■ EXERCISE DESCRIPTION
Identify the line that contains "If you could place a marker on the blue" in the material. Output it and every line after it, unchanged, through the end.
☆ ☆ ☆ ☆ ☆ ☆ ☆
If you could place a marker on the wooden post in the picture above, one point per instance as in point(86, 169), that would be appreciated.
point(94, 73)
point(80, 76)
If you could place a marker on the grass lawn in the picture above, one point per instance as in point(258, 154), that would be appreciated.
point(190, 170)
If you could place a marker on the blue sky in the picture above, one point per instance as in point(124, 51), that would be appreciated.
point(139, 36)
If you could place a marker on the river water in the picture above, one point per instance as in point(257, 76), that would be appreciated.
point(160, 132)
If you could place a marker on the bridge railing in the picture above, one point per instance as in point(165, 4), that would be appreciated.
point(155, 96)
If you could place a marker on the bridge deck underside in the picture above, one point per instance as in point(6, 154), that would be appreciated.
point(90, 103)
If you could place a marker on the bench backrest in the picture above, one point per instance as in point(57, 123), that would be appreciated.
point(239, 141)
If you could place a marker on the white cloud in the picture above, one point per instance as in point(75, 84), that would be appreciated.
☆ ☆ ☆ ☆ ☆ ☆ ☆
■ TASK RESPONSE
If you could place a marker on the blue sky in the picture above, one point per instance as in point(124, 51), that would be appreciated.
point(139, 36)
If you could place a marker on the river water in the picture above, one point per instance as in point(257, 76), that would be appreciated.
point(160, 132)
If you could place a marker on the bridge railing in the picture above, one point per instance as in point(165, 4), that would be appreciated.
point(155, 96)
If you could place a marker on the bridge deck underside in the picture above, one point per instance as in point(6, 154), that would be appreciated.
point(90, 103)
If you could place a marker on the bench backrest in the picture above, one point per instance as in point(57, 123), that would be appreciated.
point(239, 141)
If you could place a marker on the white cloud in the picture above, one point per instance as in point(75, 84), that would be appreciated.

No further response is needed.